→ **Description of the task**: Can you rescale the items below by writing out every line again, requests included, with each coordinate in the answers multiplied by 1.3 and rounded to a whole number, halves up? Keep the numbers in the requests and their format samples unchanged, and leave the pictures out.
** START OF Supplied material **
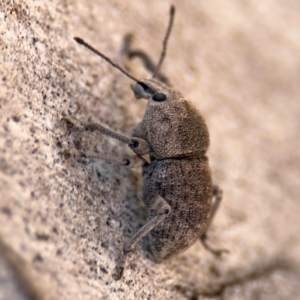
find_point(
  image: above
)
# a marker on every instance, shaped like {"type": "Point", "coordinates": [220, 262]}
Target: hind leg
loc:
{"type": "Point", "coordinates": [217, 194]}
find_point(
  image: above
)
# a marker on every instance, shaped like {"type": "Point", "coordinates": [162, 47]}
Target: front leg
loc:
{"type": "Point", "coordinates": [161, 209]}
{"type": "Point", "coordinates": [130, 162]}
{"type": "Point", "coordinates": [137, 145]}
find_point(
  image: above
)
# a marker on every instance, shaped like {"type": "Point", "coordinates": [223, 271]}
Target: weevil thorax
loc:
** END OF Supplied material **
→ **Expected output**:
find_point(
  image: above
)
# a marker on every instance, shaped like {"type": "Point", "coordinates": [220, 262]}
Target: hind leg
loc:
{"type": "Point", "coordinates": [282, 252]}
find_point(
  image: above
)
# a marker on every instance, shaped like {"type": "Point", "coordinates": [162, 47]}
Target: front leg
loc:
{"type": "Point", "coordinates": [209, 272]}
{"type": "Point", "coordinates": [169, 211]}
{"type": "Point", "coordinates": [178, 189]}
find_point(
  image: above
)
# a marker on every instance, shaped like {"type": "Point", "coordinates": [223, 271]}
Target: weevil thorax
loc:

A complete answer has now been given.